→ **Tasks**:
1. Please say whether each statement agrees with the article on raising consulting fees, answering yes or no and quoting the words of the article that decide it. (a) The consultant's retainer was with a mid-size manufacturer. (b) The article advises basing the case for a higher fee on the hours worked. (c) The consultant told the client as soon as the work began to grow.
2. Carry on the article on raising consulting fees from its final sentence, keeping its voice and subject.

→ **Selection**:

::::::

When The Work Outgrows The Fee

By Michael ZipurskyUpdated on 2026/07/14

Article Synopsis

When an engagement quietly grows past its fee, most consultants stay silent, worried that raising the number will damage the relationship. The fear is almost always bigger than the pushback. Clients do not resent fee adjustments. They resent surprises. Name the scope shift early, lead with value instead of hours, and lay out a clear before-and-after. Get the setup right and the number becomes the easy part.

A consultant we work with had the kind of problem most people would love to have. His retainer with a mid-size manufacturer had quietly ballooned. What began as a modest monthly arrangement had turned into ongoing strategy work, quarterly planning, and informal coaching for a couple of the client's directors. Four months in, he was delivering something close to three times the value his original fee was built on.

And he had not said a single word about it.

"The engagement had outgrown its fee months earlier. He just hadn't found the nerve to say so."

The Version In Your Head Is Worse Than The Real One

The script running in his mind is the one most consultants know by heart. What if they push back? What if raising this damages a relationship I have spent months building, and the good money that comes with it?

That imagined version of the conversation is almost always louder and worse than the one that actually happens. I have watched this play out across hundreds of engagements, and the pattern barely changes. Clients are not opposed to a fee adjustment. They are opposed to being blindsided by one. An invoice that jumps without warning, or a renegotiation that lands out of nowhere, is what creates the friction. The number itself rarely does.

Get The Setup Right And The Number Is Easy

The setup starts in the original agreement, by being clear about what the engagement includes and what it does not. Then it continues the moment the scope starts to move, which it almost always does.

Name it early. Not with a formal renegotiation, just a plain, direct observation in the moment. Something like, "What we're doing now has grown well past what we first scoped. I want to name that and figure out how we handle it from here." That is not a demand. It is professionalism, and clients who value good work tend to respect that instinct in the person delivering it.

"Clients don't resist the number. They resist being surprised by it."

Lead With Value, Not Hours

When the real conversation happens, anchor it to value rather than effort. The case for a higher fee is not "I have been doing more work." It is "here is what has been achieved, here is what the work looks like now, and here is what this expanded scope is worth to your business."

That framing keeps the discussion on outcomes, which is exactly where you want it. Price on effort and you invite the client to argue about the effort. Price on value and you invite them to weigh the result instead. Those are very different conversations, and they tend to end at very different numbers.

Show Them The Before And After

Specificity does a lot of quiet work here. Point back to the original agreement and spell it out: the terms you first set, everything that has been added since, and the new arrangement you are proposing.

::::::

→ **Data records**:
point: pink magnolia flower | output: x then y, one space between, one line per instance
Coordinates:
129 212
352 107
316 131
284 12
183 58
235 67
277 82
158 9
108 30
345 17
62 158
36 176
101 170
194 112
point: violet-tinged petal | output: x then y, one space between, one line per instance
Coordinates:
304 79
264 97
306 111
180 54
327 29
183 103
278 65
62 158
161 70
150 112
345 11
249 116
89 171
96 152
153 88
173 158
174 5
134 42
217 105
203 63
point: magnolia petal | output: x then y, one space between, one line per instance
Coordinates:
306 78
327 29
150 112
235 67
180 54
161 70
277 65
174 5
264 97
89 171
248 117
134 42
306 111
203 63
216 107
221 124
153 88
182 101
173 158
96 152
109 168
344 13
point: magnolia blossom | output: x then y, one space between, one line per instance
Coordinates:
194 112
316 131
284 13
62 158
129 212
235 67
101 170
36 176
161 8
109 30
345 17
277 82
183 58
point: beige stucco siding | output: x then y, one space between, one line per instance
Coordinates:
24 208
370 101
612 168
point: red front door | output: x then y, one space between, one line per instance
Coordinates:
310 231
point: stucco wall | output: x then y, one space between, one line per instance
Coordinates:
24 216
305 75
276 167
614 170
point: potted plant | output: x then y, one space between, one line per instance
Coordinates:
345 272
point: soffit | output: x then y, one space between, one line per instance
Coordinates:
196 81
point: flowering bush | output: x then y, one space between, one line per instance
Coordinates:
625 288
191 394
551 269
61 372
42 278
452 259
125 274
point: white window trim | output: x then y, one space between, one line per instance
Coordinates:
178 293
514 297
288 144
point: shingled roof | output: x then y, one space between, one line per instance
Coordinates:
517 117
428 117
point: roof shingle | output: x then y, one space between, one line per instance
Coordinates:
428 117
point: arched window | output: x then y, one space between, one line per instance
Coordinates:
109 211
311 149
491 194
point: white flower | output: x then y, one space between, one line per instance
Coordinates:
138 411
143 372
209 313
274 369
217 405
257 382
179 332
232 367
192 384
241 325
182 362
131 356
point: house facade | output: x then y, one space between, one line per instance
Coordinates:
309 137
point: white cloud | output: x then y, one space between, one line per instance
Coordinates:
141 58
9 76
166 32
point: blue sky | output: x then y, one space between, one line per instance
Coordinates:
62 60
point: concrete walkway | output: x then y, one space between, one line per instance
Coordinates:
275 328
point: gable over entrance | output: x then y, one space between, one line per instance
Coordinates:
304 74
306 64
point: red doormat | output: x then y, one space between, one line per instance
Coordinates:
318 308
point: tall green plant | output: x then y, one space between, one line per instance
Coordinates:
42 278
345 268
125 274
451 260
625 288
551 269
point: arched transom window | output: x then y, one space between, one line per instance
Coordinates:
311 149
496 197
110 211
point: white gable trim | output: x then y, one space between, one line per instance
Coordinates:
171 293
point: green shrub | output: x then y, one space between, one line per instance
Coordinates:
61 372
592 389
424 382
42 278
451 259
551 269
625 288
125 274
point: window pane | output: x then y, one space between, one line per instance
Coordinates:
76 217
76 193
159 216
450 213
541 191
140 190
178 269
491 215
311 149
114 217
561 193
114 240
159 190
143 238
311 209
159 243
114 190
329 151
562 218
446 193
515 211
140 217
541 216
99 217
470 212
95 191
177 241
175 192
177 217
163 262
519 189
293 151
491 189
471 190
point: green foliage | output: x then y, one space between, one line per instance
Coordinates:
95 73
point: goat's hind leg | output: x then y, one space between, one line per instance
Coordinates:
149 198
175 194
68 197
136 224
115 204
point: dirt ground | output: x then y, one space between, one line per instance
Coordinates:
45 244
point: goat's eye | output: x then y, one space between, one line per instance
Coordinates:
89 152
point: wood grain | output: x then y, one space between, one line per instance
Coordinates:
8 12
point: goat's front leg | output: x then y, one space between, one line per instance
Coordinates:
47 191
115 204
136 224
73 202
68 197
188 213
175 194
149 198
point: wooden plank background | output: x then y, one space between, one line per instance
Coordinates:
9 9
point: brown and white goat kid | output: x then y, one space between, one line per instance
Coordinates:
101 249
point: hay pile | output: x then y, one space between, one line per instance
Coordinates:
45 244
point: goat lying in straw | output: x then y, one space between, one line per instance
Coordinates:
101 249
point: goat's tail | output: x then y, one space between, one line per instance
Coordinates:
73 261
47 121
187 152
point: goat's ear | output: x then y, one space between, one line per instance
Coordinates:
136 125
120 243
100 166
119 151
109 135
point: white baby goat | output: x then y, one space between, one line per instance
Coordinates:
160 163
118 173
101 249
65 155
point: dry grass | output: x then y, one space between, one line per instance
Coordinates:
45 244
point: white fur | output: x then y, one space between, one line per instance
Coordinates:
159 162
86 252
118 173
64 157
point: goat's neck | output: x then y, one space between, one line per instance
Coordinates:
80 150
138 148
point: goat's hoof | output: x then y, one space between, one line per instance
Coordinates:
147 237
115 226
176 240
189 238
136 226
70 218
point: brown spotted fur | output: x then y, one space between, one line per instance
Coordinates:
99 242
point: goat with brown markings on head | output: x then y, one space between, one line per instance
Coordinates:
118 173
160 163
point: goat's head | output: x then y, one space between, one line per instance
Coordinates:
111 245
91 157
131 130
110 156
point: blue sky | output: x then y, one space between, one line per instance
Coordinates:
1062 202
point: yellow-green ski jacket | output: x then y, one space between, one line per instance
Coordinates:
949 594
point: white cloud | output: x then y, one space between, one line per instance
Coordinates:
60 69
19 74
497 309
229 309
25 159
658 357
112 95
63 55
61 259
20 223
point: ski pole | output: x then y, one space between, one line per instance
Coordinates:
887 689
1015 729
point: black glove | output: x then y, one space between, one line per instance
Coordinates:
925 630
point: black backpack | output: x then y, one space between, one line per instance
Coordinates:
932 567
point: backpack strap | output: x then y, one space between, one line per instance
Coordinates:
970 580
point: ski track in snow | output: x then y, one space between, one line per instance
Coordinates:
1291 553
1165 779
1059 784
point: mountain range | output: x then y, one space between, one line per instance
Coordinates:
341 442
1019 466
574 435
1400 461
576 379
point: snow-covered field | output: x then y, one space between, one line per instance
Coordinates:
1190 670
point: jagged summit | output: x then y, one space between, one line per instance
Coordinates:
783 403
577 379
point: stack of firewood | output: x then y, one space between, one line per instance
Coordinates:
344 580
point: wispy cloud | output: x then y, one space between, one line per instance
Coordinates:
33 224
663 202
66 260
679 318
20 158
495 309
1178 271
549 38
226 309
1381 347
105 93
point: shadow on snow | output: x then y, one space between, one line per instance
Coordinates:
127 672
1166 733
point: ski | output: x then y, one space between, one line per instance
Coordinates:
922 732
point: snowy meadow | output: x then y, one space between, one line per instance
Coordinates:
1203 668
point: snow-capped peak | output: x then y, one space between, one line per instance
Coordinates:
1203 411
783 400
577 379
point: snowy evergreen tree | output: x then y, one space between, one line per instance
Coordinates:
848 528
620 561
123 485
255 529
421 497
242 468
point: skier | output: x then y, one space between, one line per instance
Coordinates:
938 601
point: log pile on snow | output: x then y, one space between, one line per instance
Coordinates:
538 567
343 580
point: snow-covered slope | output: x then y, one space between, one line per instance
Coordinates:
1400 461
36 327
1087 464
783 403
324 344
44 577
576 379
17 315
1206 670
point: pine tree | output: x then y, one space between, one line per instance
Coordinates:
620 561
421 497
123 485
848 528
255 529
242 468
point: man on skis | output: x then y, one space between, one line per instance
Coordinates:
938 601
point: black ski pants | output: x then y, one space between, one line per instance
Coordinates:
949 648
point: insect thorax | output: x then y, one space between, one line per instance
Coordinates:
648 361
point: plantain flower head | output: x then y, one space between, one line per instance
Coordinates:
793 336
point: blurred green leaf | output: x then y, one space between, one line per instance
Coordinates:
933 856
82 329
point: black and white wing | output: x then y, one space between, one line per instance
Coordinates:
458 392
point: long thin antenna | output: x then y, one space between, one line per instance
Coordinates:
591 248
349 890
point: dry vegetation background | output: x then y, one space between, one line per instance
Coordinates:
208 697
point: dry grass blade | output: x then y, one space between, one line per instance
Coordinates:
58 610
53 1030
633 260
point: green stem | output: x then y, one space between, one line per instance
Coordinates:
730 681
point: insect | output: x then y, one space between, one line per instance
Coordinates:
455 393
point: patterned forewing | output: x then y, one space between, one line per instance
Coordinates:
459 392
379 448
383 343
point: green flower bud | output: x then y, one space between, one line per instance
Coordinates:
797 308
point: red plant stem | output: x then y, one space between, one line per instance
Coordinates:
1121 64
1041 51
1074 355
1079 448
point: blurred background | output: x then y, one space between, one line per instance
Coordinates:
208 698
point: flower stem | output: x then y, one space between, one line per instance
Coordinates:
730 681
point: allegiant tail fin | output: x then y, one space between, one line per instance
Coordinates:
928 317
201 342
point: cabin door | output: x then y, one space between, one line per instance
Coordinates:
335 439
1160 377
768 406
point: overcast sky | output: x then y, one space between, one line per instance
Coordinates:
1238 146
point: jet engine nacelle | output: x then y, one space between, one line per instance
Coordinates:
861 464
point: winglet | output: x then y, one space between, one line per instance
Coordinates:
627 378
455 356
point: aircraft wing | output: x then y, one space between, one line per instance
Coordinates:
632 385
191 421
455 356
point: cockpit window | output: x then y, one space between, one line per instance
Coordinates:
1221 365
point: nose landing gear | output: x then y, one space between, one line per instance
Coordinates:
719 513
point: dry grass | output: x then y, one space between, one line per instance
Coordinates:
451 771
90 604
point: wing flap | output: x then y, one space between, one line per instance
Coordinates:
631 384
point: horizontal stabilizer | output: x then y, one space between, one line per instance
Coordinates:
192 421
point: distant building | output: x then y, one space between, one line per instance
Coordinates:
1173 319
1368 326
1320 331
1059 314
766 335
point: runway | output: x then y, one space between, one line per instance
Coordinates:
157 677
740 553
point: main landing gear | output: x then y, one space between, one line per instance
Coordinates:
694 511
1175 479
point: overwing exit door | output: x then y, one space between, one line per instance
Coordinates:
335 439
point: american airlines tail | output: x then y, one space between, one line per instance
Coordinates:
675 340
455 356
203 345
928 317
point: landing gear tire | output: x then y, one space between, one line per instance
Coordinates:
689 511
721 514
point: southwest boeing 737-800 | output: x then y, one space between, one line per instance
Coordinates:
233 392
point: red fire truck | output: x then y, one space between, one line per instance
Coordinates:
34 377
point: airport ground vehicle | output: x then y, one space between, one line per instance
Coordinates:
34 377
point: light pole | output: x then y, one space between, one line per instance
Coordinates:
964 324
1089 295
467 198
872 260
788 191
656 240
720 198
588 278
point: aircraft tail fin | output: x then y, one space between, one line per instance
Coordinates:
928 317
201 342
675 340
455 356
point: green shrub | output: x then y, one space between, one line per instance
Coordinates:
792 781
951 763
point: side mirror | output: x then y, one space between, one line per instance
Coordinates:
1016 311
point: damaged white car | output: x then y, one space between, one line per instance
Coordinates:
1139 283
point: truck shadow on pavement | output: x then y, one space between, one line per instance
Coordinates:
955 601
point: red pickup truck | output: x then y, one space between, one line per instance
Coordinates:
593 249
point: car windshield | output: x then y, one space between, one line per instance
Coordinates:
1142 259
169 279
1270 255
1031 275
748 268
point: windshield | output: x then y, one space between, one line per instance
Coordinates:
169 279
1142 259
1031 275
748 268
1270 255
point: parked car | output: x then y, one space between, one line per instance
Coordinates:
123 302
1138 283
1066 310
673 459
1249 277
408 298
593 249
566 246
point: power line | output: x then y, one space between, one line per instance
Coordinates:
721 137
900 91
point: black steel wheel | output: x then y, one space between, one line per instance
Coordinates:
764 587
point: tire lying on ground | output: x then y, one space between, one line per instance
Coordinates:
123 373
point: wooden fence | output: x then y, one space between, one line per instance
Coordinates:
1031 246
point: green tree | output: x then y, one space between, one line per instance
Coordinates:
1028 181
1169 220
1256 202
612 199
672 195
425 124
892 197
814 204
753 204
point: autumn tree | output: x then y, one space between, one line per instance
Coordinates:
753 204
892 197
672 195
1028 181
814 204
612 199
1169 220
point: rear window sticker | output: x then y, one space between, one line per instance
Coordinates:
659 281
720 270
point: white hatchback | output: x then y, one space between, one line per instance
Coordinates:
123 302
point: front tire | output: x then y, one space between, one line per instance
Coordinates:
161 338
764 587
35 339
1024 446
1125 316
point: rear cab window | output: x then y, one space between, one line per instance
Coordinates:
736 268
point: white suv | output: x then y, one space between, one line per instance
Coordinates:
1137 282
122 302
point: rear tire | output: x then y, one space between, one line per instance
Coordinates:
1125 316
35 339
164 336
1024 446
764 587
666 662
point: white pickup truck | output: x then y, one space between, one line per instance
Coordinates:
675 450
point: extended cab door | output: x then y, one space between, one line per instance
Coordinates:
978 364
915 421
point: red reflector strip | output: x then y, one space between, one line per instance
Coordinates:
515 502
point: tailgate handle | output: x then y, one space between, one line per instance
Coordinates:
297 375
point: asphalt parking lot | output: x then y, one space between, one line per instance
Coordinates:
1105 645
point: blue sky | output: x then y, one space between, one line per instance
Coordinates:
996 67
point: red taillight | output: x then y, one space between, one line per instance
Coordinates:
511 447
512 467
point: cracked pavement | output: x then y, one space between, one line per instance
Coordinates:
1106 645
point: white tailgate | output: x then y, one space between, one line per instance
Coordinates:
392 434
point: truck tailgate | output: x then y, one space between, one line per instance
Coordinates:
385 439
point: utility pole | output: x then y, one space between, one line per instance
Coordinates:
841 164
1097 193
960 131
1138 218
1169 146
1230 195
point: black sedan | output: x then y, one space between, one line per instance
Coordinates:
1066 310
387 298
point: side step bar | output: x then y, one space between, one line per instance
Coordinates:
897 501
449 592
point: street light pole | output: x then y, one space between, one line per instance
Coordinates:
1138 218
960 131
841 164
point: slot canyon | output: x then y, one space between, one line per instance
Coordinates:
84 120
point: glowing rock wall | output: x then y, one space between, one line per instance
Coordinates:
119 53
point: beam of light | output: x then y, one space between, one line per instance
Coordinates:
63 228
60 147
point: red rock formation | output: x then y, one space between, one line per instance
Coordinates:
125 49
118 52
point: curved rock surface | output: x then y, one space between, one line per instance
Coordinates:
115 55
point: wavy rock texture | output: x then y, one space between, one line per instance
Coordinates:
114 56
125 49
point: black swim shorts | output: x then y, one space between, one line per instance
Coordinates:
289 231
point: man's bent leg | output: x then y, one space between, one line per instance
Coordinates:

::::::

→ **The answers**:
1.
(a) Yes: "His retainer with a mid-size manufacturer had quietly ballooned."
(b) No: "anchor it to value rather than effort."
(c) No: "And he had not said a single word about it."

2.
"Expanded scope" in the abstract gives a client nothing to grab onto. A concrete before-and-after gives them a clear decision to make. If you built the original engagement around a well-structured proposal, you already have the baseline to measure the growth against.

"Vague gives a client nothing to agree to. Specific gives them a decision they can actually make."

What Usually Happens When You Finally Say It

The consultant I mentioned had the conversation a couple of weeks ago, after working through the approach with our team. The client's reaction was not resistance. It was relief that someone had finally named what they had both quietly known for months. He raised his fee thirty percent, and the relationship came out stronger rather than weaker.

That outcome is far more common than the disaster most consultants brace for. The dread beforehand tends to dwarf whatever pushback actually shows up, because good clients want the deal to feel fair to them as well. How you handle these moments is not a footnote to your practice. It is a signal about how you operate, and consultants who address scope and pricing cleanly build stronger relationships, not weaker ones.

If You're Sitting On This Conversation Right Now

If a version of this is hanging over you as you read, that is usually a sign your business has grown past the agreement currently governing it. Every month it sits, you quietly subsidize your client with margin that should be yours, and the longer the gap runs, the harder it gets to close.

The fix is not a confrontation. It is a correction, bringing your pricing back in line with the level you are actually operating at. Name it early, frame it around value, show the before and after, and let the number be the easy part.

Ready To Price At The Level You Actually Operate

If your engagements keep outgrowing their fees, the problem is not your rates. It is the conversation you have been avoiding.

At Consulting Success®, we have helped over 1,000 consultants match their pricing and positioning to the value they actually deliver, including the delicate work of resetting fees on clients they already have. Their margins improve and their relationships hold.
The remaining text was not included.